(Travail demandé)
(1) D'après la source sur les festivals japonais, quel jour de l'année la danse Ennen no mai est-elle exécutée au temple de Môtsû-ji ?
(2) Relevez toutes les préfectures mentionnées dans la source sur les festivals japonais.
(3) Poursuivez la source sur les festivals japonais après son dernier paragraphe.

(Source)
::::::::::
Sakaki oni : l’arrivée de ce démon (oni) est l’apothéose du Hana matsuri, un festival qui a lieu de novembre à janvier dans la partie nord de la préfecture d’Aichi. Le comédien se transforme en démon en mettant ce masque, ce qui lui donne la force de manier une énorme hache durant toute la cérémonie. Préfecture d’Aichi, 1972. (© Haga Hideo)

Muradachi : une scène d’un festival qui a lieu au sanctuaire de Kunitsu. Après un repas festif organisé par les notables, les participants un peu éméchés forment un cortège joyeux pour ramener le gohei, un bâton décoré de guirlandes de papier, au sanctuaire. Préfecture de Fukui, 1973. (© Haga Hideo)

Ennen no mai : l’angle de cette photographie est atypique. Elle montre le mouvement dynamique associé à cette danse rituelle effectuée afin de prier pour la longévité, au temple de Môtsû-ji, à Hiraizumi, tous les ans le 20 janvier. Préfecture d’Iwate, 1979. (© Haga Hideo)

Saidaiji eyô. Ce rituel se tient tous les ans en février au temple Saidai-ji, connu pour son Hadaka matsuri (festival nu). Cette photographie est imprégnée de l’énergie des hommes nus se bousculant pour attraper l’amulette sacrée shingi. Préfecture d’Okayama, 1979. (© Haga Hideo)

Mayunganashi, un rite de l’île d’Ishigaki. Les villageois offrent des mets raffinés aux divinités qui arrivent de « Nirai », la terre des dieux. Le lien étroit entre les divinités et leurs hôtes ressort dans cette photographie. Préfecture d’Okinawa, 1988. (© Haga Hideo)
::::::::::
(Extrait des données)
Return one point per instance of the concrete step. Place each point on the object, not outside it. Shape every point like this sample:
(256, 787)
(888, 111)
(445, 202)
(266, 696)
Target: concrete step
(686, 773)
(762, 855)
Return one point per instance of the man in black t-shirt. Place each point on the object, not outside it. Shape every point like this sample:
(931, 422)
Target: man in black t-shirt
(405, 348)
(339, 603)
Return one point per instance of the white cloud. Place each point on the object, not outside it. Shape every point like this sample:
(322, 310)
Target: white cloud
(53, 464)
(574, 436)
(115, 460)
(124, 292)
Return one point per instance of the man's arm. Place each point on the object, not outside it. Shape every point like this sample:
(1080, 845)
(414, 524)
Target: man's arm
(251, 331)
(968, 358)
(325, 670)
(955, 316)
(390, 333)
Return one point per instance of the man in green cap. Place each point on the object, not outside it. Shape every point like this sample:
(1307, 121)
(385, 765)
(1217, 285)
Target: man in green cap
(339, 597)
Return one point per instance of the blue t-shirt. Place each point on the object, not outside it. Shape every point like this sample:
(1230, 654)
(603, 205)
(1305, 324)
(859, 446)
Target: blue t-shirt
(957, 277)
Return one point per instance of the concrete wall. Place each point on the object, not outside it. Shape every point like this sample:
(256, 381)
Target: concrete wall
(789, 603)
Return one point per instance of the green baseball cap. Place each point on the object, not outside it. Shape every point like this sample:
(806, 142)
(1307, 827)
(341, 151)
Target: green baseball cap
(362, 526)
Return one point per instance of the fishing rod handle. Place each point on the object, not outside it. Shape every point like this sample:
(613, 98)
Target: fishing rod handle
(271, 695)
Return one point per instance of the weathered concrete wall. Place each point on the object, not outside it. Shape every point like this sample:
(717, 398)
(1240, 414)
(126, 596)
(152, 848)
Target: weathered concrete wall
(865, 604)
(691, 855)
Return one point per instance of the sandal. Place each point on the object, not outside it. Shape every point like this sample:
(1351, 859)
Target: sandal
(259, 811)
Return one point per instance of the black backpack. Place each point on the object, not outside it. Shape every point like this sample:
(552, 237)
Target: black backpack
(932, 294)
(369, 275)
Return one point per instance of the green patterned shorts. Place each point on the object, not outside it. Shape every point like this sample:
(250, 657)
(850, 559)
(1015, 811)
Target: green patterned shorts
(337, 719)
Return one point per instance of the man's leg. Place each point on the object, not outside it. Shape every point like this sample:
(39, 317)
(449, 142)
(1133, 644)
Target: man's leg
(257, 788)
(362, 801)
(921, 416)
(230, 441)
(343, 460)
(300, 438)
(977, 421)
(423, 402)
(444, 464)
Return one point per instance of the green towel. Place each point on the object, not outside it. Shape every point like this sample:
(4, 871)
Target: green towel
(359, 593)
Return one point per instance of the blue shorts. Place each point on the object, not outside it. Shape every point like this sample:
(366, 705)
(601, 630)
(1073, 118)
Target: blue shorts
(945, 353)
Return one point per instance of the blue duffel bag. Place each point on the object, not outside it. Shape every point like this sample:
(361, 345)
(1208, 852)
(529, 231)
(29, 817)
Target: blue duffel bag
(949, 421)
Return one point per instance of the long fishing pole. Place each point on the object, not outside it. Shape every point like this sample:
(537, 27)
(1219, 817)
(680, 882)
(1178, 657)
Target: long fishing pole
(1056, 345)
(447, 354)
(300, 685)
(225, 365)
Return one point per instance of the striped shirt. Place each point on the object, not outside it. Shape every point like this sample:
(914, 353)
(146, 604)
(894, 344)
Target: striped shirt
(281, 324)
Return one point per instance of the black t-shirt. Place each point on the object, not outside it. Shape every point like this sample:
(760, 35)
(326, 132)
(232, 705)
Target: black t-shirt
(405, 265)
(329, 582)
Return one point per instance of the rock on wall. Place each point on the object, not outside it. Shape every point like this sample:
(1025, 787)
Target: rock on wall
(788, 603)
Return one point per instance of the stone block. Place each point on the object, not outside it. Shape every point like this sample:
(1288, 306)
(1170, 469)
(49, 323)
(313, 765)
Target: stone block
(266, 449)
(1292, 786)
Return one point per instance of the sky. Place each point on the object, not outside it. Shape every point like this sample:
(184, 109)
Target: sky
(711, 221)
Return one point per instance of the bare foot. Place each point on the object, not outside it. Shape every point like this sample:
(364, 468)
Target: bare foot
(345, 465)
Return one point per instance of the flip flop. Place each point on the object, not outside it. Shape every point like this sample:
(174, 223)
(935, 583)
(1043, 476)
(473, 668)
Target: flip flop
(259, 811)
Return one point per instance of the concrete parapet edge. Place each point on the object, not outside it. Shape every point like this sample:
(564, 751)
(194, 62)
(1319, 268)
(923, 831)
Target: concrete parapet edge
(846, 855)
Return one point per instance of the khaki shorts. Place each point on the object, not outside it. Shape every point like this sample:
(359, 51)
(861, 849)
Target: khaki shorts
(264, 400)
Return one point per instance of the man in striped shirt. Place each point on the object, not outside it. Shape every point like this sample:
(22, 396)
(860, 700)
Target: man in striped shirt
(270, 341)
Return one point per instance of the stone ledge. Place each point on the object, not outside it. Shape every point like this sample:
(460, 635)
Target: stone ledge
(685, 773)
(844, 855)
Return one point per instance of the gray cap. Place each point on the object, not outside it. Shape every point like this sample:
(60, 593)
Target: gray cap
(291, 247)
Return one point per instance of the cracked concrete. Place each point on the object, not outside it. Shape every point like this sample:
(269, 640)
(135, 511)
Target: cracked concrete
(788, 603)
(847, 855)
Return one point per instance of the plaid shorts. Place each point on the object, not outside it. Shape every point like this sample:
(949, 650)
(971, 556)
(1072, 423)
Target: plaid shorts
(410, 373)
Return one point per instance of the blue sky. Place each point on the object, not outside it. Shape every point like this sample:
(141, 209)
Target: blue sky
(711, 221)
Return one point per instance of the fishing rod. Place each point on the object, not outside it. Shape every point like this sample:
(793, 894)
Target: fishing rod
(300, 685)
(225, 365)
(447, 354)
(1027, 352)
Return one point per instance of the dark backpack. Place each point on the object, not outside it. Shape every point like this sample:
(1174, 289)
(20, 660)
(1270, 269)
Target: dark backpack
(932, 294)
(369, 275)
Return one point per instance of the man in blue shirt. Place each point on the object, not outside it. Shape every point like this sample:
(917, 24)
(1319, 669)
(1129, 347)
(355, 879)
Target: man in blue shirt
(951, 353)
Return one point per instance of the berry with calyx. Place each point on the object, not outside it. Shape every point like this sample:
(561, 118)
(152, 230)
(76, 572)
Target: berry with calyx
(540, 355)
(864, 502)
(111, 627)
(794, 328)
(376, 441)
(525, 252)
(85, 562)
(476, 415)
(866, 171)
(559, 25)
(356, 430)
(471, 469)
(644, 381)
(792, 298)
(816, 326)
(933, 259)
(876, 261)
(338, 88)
::::::::::
(Résultats obtenus)
(1) Le 20 janvier.

(2) Aichi, Fukui, Iwate, Okayama, Okinawa.

(3)
Hibuse no tsukai : vêtus de costumes de paille, les hommes qui démarrent une année néfaste, appelée yaku-doshi, portent des bâtons gohei décorés de guirlandes en papier. Ils poussent d’étranges cris en défilant dans les rues de la ville qu’ils aspergent d’eau. Ce sont des émissaires des divinités. Préfecture de Miyagi, 1996. (© Haga Hideo)
Comment partager cet héritage ?
Haga est décédé en 2022, à l’âge de 101 ans. Bien qu’il était en fauteuil roulant les dernières années, sa passion pour la photo ne l’a jamais quitté. Son fils, Hinata, gère sa bibliothèque de photos. En collaboration avec Nippon.com, celui-ci a entrepris de numériser toutes les photos de son père et de les rendre disponibles à travers le monde pour mieux faire connaitre le travail titanesque de son père. Les clichés artistiques ne font pas forcément de bonnes photos documentaires, mais les bonnes photos documentaires sont vraiment artistiques. Comment utiliser cet héritage de la meilleure des manières ? Cette réflexion est encore en cours. Mais il n’y a aucun doute que le partage de ce précieux patrimoine avec les générations futures aura un retentissement bien plus fort que ce que l’on imagine.

Jûsan iwai (« célébration des 13 ans ») : les filles effectuent ce rite lorsqu’elle atteignent l’âge de 13 ans, selon le calcul traditionnel de l’âge. Il s’agt de la seule fête qui honore les filles au sein de leur maison. L’expression tendue de cette fille vêtue d’un kimono neuf laisse une impression profonde. Île d’Okinoerabu, préfecture de Kagoshima, 1957. (© Haga Hideo)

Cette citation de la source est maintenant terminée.